| Problem requirements |
Give again, word for word, every line below from the one that has "Target: overcast sky" through the one that has "Target: person in orange vest", both included, and no others.

| Task input |

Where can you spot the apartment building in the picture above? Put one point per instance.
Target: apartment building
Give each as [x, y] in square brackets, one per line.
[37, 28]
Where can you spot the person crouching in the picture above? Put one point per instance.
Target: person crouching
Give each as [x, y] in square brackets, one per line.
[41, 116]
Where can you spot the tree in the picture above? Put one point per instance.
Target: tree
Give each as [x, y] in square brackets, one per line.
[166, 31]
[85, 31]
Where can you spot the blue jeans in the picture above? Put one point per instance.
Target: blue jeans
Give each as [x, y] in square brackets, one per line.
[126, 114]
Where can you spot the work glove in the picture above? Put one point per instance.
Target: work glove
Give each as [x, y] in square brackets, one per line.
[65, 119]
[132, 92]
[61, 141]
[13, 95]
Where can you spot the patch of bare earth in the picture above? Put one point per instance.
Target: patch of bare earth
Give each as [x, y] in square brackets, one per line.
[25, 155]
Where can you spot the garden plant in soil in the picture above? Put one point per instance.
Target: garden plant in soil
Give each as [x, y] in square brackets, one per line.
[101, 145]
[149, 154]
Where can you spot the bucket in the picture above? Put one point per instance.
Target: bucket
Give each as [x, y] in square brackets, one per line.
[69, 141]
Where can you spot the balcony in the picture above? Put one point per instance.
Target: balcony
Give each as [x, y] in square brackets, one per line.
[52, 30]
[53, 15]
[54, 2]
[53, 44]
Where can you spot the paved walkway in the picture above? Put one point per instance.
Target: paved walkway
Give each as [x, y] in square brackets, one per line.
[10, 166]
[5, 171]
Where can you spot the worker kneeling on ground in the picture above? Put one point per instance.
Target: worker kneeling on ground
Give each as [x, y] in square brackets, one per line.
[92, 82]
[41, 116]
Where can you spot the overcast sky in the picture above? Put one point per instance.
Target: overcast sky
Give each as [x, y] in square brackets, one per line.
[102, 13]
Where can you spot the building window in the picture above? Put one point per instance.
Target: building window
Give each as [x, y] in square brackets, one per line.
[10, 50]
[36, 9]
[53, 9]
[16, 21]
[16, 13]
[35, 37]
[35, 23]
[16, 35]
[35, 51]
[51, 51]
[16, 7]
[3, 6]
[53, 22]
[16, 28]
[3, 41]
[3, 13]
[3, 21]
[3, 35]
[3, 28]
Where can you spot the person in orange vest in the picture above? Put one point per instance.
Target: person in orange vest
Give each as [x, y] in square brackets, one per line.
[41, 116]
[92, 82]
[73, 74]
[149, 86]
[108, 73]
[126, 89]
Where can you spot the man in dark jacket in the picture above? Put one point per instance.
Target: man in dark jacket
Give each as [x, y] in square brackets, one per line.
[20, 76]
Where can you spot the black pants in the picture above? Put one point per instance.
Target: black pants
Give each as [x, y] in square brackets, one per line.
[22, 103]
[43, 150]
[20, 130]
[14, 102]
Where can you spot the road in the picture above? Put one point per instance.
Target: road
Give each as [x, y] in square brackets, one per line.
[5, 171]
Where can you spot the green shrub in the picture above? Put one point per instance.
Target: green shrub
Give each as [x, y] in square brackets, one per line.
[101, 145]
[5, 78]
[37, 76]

| The completed task |
Target: overcast sky
Give each as [x, y] in square brackets, one per line.
[102, 13]
Where can you spot the building window in the picture above? Put one point per instance.
Target: building window
Give each as [x, y] in square brackets, one per line.
[10, 50]
[36, 9]
[53, 9]
[16, 21]
[16, 13]
[35, 37]
[35, 23]
[16, 35]
[35, 51]
[51, 51]
[16, 7]
[3, 6]
[53, 22]
[16, 28]
[3, 41]
[3, 13]
[3, 21]
[3, 35]
[3, 28]
Where can you spot the person in orange vest in the picture above? Put one point per instance.
Target: person in orange vest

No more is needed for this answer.